• [REQUIRED WORK]
(a) List every school, college, or university the Sinah Estelle Kelley biography names as one she attended.
(b) In the Sinah Estelle Kelley biography, retype the passage from "- Born: April" to "American chemist (1916–1982)".
(c) According to the Sinah Estelle Kelley biography, which division of the Peoria lab did she work in?

• [EXCERPT TO READ]

- Born: April 23, 1916 New York City
- Died: December 21, 1982 (aged 66)
- Education: Ethical Culture Fieldston School, Radcliffe College, New York University
- Known for: Worked on the mass production of penicillin.
- Scientific career
- Fields: Chemistry
- Institutions: Federal laboratories in Indiana, Pennsylvania, and Illinois during World War II; U. S. Department of Agriculture; Atomic Energy Commission

= Sinah Estelle Kelley =

American chemist (1916–1982)

Sinah Estelle Kelley (April 23, 1916 - December 21, 1982) was an American chemist who worked on the mass production of penicillin.

==Early life and education==
Sinah Estelle Kelley was born in New York City in 1916. Her father was the managing editor (1922-1934) of the New York Amsterdam News, William Melvin Kelley Sr., and her mother was Gladys Caution Kelley, a probation officer. Her much younger brother (from her father's second marriage) is author William M. Kelley Jr.

Kelley attended the Ethical Culture Fieldston School of New York City, and was a 1934 graduate of the high school there. Kelley began her scientific studies at Radcliffe College, under organic chemistry professor Louis Fieser, and during summer internships at Harlem Hospital.

==Career==
After graduating from Radcliffe in 1938, Sinah Kelley took some graduate courses at New York University, and worked at federal laboratories in Indiana, Pennsylvania, and Illinois during World War II. She stayed in Peoria, Illinois, after the war, with a team working on the mass production of penicillin for the U. S. Department of Agriculture. More specifically, she worked in the lab as part of the Fermentation Division, where she performed chemical analyses on sugar and other products of fermentation. Though Kelley did not hold an advanced degree, she was listed an author on several scientific papers from this group, with titles such as "Production of Fumaric Acid by Rhizopus arrhizus" (1959) and "Production of Itaconic Acid by Aspergillus terreus in 20-Liter Fermentors" (1952).

In 1958, she returned to New York to work on the effects of strontium 90, working with how to stabilize it with flame photometry at an Atomic Energy Commission laboratory. She retired from that work in the 1970s.

==Personal life and legacy==
While she lived in Peoria, Kelley was the only African-American member of the Mayor's Interracial Committee. Sinah Estelle Kelley died in 1982, age 66. Her papers are part of the William Melvin Kelley Family Papers, at Emory University.

• [DATA UNDER STUDY]
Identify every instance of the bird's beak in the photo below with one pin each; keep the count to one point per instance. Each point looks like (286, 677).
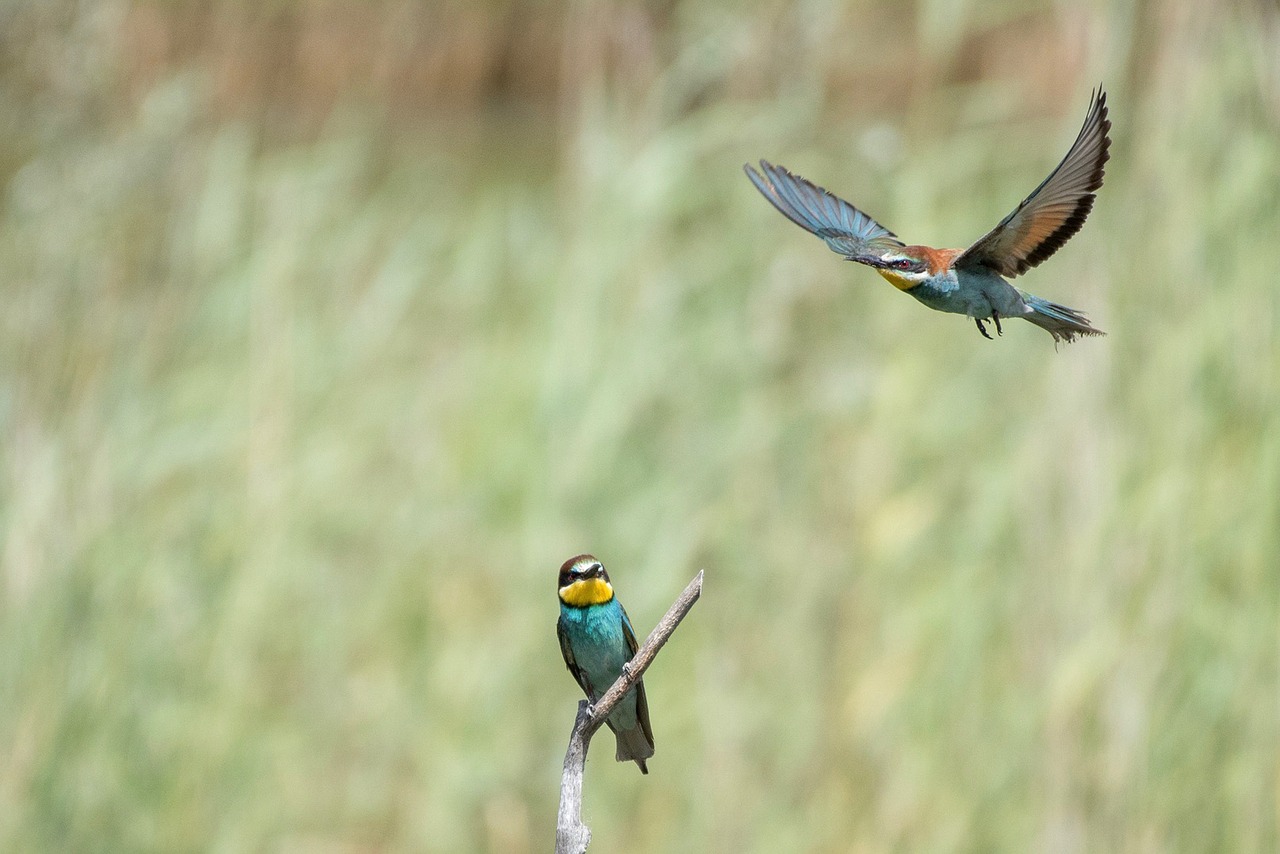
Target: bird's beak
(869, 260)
==
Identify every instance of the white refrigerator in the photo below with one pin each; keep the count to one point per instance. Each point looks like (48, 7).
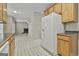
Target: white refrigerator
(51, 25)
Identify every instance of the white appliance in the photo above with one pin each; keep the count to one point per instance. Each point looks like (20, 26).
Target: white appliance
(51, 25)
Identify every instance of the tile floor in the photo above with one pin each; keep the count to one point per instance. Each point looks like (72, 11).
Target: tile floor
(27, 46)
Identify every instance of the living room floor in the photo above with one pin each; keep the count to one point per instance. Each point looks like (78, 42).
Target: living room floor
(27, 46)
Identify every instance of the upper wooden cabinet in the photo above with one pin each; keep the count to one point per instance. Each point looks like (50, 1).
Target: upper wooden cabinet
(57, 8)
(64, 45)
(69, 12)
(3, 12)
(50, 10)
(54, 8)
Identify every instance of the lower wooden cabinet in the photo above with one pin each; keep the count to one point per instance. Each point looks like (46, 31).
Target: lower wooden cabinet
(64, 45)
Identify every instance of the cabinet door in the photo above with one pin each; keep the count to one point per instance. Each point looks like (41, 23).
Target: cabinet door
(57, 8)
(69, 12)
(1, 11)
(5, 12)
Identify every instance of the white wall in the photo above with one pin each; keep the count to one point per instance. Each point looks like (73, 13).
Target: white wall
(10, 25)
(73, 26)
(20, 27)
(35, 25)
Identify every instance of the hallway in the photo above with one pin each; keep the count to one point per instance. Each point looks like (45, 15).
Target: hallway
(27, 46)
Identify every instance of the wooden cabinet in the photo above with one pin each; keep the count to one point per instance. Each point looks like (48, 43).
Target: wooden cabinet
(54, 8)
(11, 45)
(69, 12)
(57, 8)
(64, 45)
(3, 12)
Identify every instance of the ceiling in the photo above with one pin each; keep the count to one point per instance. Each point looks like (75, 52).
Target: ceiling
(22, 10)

• [ANSWER LIST]
(a) Ethical Culture Fieldston School, Radcliffe College, New York University

(b)
- Born: April 23, 1916 New York City
- Died: December 21, 1982 (aged 66)
- Education: Ethical Culture Fieldston School, Radcliffe College, New York University
- Known for: Worked on the mass production of penicillin.
- Scientific career
- Fields: Chemistry
- Institutions: Federal laboratories in Indiana, Pennsylvania, and Illinois during World War II; U. S. Department of Agriculture; Atomic Energy Commission

= Sinah Estelle Kelley =

American chemist (1916–1982)

(c) The Fermentation Division.